* Exercise instructions *
Please reproduce the listing below line for line, changing nothing.

* Source data *
--*--

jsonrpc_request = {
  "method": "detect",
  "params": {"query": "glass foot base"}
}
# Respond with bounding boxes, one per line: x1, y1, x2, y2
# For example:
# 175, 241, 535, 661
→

--*--

* Task response *
jsonrpc_request = {
  "method": "detect",
  "params": {"query": "glass foot base"}
}
# Respond with bounding boxes, one per line: x1, y1, x2, y2
# For example:
# 175, 241, 535, 661
→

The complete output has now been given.